*Task:* Render the lines below as a numbered list, omitting any blank lines.

*Extracted records:*
- - - - - - -

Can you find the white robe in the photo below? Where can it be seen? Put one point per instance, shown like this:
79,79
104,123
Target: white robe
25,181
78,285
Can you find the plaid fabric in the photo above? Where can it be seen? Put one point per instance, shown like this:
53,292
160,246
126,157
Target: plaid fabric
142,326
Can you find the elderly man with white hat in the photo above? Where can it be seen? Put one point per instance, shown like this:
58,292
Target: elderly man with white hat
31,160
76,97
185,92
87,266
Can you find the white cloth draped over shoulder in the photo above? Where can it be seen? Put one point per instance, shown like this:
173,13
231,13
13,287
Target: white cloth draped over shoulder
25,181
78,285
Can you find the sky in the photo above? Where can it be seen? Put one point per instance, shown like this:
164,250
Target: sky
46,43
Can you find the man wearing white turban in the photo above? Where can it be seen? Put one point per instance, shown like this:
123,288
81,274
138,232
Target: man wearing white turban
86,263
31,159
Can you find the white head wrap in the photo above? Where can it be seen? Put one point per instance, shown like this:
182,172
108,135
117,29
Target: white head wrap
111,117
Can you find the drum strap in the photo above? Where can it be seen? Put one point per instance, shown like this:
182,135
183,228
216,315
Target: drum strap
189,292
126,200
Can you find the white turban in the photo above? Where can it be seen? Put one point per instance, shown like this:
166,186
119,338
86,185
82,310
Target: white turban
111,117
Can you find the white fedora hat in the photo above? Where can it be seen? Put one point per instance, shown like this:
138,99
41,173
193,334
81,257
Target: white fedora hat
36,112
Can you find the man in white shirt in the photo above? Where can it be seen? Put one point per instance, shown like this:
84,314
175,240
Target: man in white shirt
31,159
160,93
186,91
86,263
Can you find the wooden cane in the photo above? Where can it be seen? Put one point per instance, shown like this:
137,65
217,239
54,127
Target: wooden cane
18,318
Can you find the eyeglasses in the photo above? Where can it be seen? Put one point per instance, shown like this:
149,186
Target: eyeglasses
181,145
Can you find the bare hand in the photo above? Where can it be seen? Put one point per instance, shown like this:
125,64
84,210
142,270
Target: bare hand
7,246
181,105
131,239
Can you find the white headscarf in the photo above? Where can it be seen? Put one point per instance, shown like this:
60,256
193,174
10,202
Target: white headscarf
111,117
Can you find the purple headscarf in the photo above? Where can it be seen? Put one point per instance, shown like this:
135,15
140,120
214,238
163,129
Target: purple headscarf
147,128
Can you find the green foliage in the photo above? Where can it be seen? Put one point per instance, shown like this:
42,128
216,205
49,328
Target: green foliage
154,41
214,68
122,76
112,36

- - - - - - -

*Task answer:*
1. Can you find the white robe in the photo below? Where can it be seen? Put one point per instance, shown like this:
2. 79,79
3. 104,123
4. Target: white robe
5. 25,181
6. 78,285
7. Can you find the plaid fabric in the photo above? Where can it be seen? Put one point per instance, shown like this:
8. 53,292
9. 160,246
10. 126,157
11. Target: plaid fabric
12. 142,326
13. Can you find the elderly man with white hat in the photo above? Where can it be seen? Put one point per instance, shown like this:
14. 58,292
15. Target: elderly man with white hat
16. 31,160
17. 76,97
18. 185,92
19. 87,266
20. Can you find the white cloth draped over shoulder in the photo above? Where can it be seen? Put one point per instance, shown like this:
21. 173,13
22. 231,13
23. 13,287
24. Target: white cloth draped over shoulder
25. 25,181
26. 78,285
27. Can you find the sky in the photo above? Where can it be seen? Put one point per instance, shown like this:
28. 164,250
29. Target: sky
30. 46,43
31. Can you find the man wearing white turban in the photo above? Where can it be seen? Put one point per instance, shown like this:
32. 123,288
33. 81,274
34. 138,232
35. Target: man wearing white turban
36. 86,263
37. 31,159
38. Can you find the white head wrap in the photo above? Where can it be seen? Put one point per instance, shown like this:
39. 182,172
40. 108,135
41. 117,29
42. Target: white head wrap
43. 111,117
44. Can you find the drum strap in the photo above? Where can it be seen? Put one point per instance, shown like this:
45. 182,135
46. 183,228
47. 216,315
48. Target: drum strap
49. 189,292
50. 126,200
51. Can you find the white turban in the photo above? Where can it be seen? Put one point per instance, shown like this:
52. 166,186
53. 119,338
54. 86,185
55. 82,310
56. Target: white turban
57. 111,117
58. Can you find the white fedora hat in the photo above? Where can it be seen? Put one point per instance, shown like this:
59. 138,99
60. 41,173
61. 193,334
62. 81,257
63. Target: white fedora hat
64. 36,112
65. Can you find the man in white shirt in the photo above? Where can it be seen? Put one point per instance, shown like this:
66. 84,314
67. 175,240
68. Target: man in white shirt
69. 31,159
70. 160,93
71. 186,91
72. 86,263
73. Can you find the wooden cane in the photo above? Where can it be seen? Put one point per instance, shown like this:
74. 137,65
75. 217,239
76. 54,127
77. Target: wooden cane
78. 18,318
79. Can you find the eyeglasses in the photo above? Where can it be seen? Put one point per instance, shown like this:
80. 149,186
81. Target: eyeglasses
82. 181,145
83. Can you find the bare hand in the photo above? Where can it be seen? Put one point per instance, shown like this:
84. 125,64
85. 84,210
86. 142,270
87. Target: bare hand
88. 7,246
89. 181,105
90. 131,239
91. Can you find the white headscarf in the photo above? Where can it be seen? Put one point per instance, shown like this:
92. 60,256
93. 193,174
94. 10,202
95. Target: white headscarf
96. 111,117
97. Can you find the purple headscarf in the photo above? Where can it be seen? Put one point per instance, shown like this:
98. 135,15
99. 140,120
100. 214,238
101. 163,129
102. Target: purple headscarf
103. 147,128
104. Can you find the green foliage in the photo above? Where can it be seen? Put one point per instance, shown like this:
105. 42,128
106. 216,205
107. 49,328
108. Target: green foliage
109. 154,41
110. 214,68
111. 122,76
112. 112,36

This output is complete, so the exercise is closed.